> **TASK STATEMENT**:
Copy out all the records below, changing every "written as in this sample" to "formatted like this sample" and keeping everything else unchanged. Leave the pictures out of your answer.

> **DATASET**:
┏━━

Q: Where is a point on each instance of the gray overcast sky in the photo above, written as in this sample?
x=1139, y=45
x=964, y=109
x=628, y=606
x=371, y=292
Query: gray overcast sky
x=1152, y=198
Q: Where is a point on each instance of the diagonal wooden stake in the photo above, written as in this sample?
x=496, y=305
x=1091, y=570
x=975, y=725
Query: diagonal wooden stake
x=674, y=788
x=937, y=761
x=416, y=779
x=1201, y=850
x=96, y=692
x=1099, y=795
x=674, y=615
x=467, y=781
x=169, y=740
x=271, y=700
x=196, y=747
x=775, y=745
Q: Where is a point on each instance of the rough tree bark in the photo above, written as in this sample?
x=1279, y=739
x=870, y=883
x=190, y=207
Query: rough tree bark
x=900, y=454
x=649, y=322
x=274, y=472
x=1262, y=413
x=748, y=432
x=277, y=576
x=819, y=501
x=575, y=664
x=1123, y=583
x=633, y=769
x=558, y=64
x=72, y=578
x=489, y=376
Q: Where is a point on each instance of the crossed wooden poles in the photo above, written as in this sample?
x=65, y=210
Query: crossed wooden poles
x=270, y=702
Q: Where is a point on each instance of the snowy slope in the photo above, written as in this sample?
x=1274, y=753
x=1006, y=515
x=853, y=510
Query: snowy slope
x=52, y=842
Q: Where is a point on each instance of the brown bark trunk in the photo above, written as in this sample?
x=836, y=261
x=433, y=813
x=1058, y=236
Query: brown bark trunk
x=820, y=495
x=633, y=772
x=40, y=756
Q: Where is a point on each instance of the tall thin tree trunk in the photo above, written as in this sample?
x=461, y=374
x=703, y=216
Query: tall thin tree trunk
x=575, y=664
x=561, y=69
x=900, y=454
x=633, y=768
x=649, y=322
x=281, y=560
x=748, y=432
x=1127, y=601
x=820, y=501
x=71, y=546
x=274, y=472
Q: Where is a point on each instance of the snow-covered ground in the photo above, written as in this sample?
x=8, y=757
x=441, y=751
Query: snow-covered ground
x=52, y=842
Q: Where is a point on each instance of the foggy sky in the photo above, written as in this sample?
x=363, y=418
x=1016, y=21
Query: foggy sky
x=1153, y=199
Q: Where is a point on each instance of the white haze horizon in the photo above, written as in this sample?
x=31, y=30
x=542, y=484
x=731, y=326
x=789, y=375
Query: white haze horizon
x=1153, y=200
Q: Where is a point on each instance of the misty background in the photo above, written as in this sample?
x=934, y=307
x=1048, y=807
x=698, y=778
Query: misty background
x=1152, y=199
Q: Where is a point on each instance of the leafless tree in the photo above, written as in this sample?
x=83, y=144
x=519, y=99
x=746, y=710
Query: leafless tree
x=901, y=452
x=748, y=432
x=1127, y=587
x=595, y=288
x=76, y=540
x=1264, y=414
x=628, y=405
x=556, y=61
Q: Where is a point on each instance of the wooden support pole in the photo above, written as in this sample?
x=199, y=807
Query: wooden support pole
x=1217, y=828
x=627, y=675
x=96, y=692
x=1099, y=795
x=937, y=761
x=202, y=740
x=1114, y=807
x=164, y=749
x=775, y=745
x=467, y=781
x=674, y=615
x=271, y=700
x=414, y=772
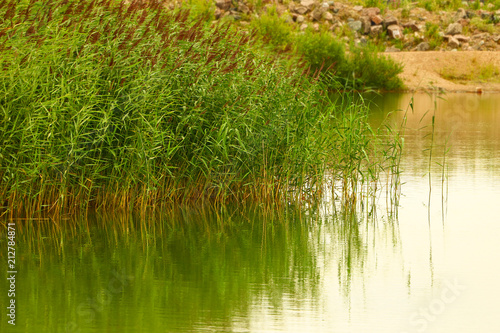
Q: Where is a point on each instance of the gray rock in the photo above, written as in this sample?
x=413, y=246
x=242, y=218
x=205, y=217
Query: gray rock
x=485, y=15
x=301, y=10
x=366, y=24
x=307, y=3
x=376, y=19
x=355, y=25
x=462, y=38
x=394, y=31
x=453, y=42
x=243, y=8
x=392, y=49
x=317, y=14
x=223, y=4
x=454, y=29
x=412, y=25
x=390, y=20
x=375, y=30
x=371, y=11
x=424, y=46
x=460, y=14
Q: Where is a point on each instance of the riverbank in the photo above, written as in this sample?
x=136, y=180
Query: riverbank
x=468, y=71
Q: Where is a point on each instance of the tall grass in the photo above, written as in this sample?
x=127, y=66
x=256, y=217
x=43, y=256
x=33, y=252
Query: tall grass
x=109, y=105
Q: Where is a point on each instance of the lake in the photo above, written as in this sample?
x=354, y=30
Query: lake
x=430, y=266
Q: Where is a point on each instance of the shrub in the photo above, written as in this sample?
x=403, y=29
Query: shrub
x=481, y=25
x=371, y=69
x=275, y=30
x=321, y=50
x=432, y=34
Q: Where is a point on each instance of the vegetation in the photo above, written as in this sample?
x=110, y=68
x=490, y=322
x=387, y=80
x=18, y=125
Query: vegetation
x=361, y=68
x=432, y=34
x=107, y=105
x=481, y=25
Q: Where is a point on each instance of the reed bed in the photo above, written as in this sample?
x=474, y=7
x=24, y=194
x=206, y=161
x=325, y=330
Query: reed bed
x=110, y=105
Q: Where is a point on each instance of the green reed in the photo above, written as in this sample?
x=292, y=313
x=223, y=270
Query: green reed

┗━━

> **OUTPUT OF THE TASK**:
Q: Where is a point on each instance of the gray overcast sky in the photo above, formatted like this sample?
x=1139, y=45
x=964, y=109
x=628, y=606
x=371, y=292
Query: gray overcast sky
x=1152, y=198
Q: Where is a point on each instance of the diagonal wooden stake in the photo above, formatted like this sample?
x=496, y=305
x=1091, y=570
x=975, y=725
Query: diagonal wooden stake
x=674, y=788
x=937, y=761
x=416, y=779
x=1201, y=850
x=96, y=692
x=1099, y=795
x=674, y=615
x=467, y=781
x=169, y=740
x=271, y=700
x=196, y=747
x=775, y=745
Q: Where is a point on each instance of the rough tree bark in the photo above, formatted like this sample?
x=1279, y=739
x=870, y=883
x=190, y=207
Query: rough tree bark
x=900, y=454
x=649, y=322
x=274, y=472
x=1262, y=413
x=748, y=432
x=277, y=576
x=819, y=501
x=575, y=664
x=1123, y=583
x=633, y=769
x=558, y=64
x=72, y=578
x=489, y=376
Q: Where is a point on each instance of the crossed wooden poles in the photo above, formatted like this sample?
x=65, y=210
Query: crossed wooden poles
x=270, y=702
Q: Where is a point on each instance of the snowy slope in the photo above, formatted like this sample?
x=1274, y=753
x=1006, y=515
x=853, y=510
Query: snowy slope
x=52, y=842
Q: Where is a point on each instance of the brown bark trunk in the photo above, formatted like this sample?
x=836, y=261
x=433, y=813
x=1058, y=236
Query: brown bark trunk
x=820, y=495
x=633, y=772
x=40, y=756
Q: Where is a point on each instance of the tall thin tree trunk in the photo above, formatted like this sample?
x=461, y=374
x=703, y=216
Query: tall thin tree trunk
x=575, y=664
x=561, y=69
x=900, y=454
x=633, y=768
x=649, y=322
x=281, y=560
x=748, y=432
x=1127, y=601
x=820, y=501
x=71, y=546
x=274, y=472
Q: Where is a point on each instance of the snow-covered ground in the photo above, formatted like this sample?
x=8, y=757
x=441, y=751
Query: snow-covered ground
x=52, y=842
Q: Where is a point on each instance of the foggy sky in the photo above, formatted like this sample?
x=363, y=418
x=1016, y=21
Query: foggy sky
x=1153, y=199
Q: Where is a point on each instance of the white haze horizon in the photo above, formatted like this sample?
x=31, y=30
x=542, y=484
x=731, y=326
x=789, y=375
Query: white haze horizon
x=1153, y=200
Q: Where is a point on each instance of the misty background in the photo above, formatted like this sample?
x=934, y=307
x=1048, y=807
x=698, y=778
Query: misty background
x=1152, y=199
Q: Where is a point on each instance of the leafless tree in the photo above, formatted like this sample?
x=83, y=144
x=519, y=99
x=746, y=710
Query: leafless tree
x=901, y=452
x=748, y=432
x=1127, y=587
x=595, y=288
x=76, y=540
x=1264, y=414
x=628, y=405
x=556, y=61
Q: Where is a point on each instance of the wooden support pole in the photo above, formatted like this sample?
x=199, y=807
Query: wooden support pole
x=1217, y=828
x=627, y=675
x=96, y=692
x=1099, y=795
x=937, y=761
x=202, y=740
x=1114, y=807
x=164, y=749
x=775, y=745
x=467, y=781
x=674, y=615
x=271, y=700
x=414, y=772
Q: Where is a point on each instance of the gray rock in the photo above, formatted like this sample?
x=413, y=246
x=242, y=218
x=205, y=217
Query: gray rock
x=485, y=15
x=301, y=10
x=366, y=24
x=307, y=3
x=376, y=19
x=355, y=25
x=462, y=38
x=394, y=31
x=453, y=42
x=243, y=8
x=392, y=49
x=317, y=14
x=223, y=4
x=454, y=29
x=412, y=25
x=390, y=20
x=375, y=30
x=371, y=11
x=424, y=46
x=460, y=14
Q: Where is a point on each instance of the riverbank in the photo above, formatted like this sample?
x=136, y=180
Query: riverbank
x=468, y=71
Q: Where is a point on each instance of the tall grass in the photo above, formatted like this sample?
x=127, y=66
x=256, y=217
x=43, y=256
x=33, y=252
Query: tall grass
x=109, y=105
Q: Where is a point on each instance of the lake in the photo above, formatted like this sample?
x=354, y=30
Query: lake
x=430, y=266
Q: Where is a point on each instance of the shrub in the photo above, formatted like this sample?
x=403, y=29
Query: shrub
x=481, y=25
x=371, y=69
x=275, y=30
x=321, y=50
x=432, y=34
Q: Where is a point on each instance of the vegetation in the photo above, formatted like this sample?
x=110, y=68
x=490, y=322
x=387, y=80
x=18, y=125
Query: vegetation
x=361, y=68
x=432, y=34
x=107, y=105
x=481, y=25
Q: Where is a point on each instance of the reed bed in the photo above, formatted like this sample?
x=474, y=7
x=24, y=194
x=206, y=161
x=325, y=330
Query: reed bed
x=110, y=105
Q: Where is a point on each instance of the green reed in the photo above, formatted like this sample?
x=292, y=313
x=223, y=270
Query: green reed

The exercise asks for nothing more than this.